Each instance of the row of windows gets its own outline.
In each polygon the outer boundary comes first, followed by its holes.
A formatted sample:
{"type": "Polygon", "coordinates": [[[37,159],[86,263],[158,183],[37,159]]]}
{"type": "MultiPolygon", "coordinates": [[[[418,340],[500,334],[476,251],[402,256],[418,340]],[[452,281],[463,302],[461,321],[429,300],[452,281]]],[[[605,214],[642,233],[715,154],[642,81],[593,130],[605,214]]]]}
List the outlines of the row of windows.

━━━━━━━━━━━━━━━━━━━━

__WHAT IS EXPECTED__. Render all rows above as a numbered list, omitting blank lines.

__TASK RESPONSE__.
1. Each instance of the row of windows gets its own outline.
2. In each polygon the outer boundary comes first, followed by its holes.
3. A formatted sample:
4. {"type": "Polygon", "coordinates": [[[37,159],[86,263],[158,183],[37,159]]]}
5. {"type": "MultiPolygon", "coordinates": [[[[418,340],[500,334],[476,251],[402,256],[418,340]],[[452,281],[463,302],[461,321],[429,300],[452,281]]],[[[605,214],[642,233],[715,154],[642,81],[593,130],[605,214]]]]}
6. List the outlines of the row of windows.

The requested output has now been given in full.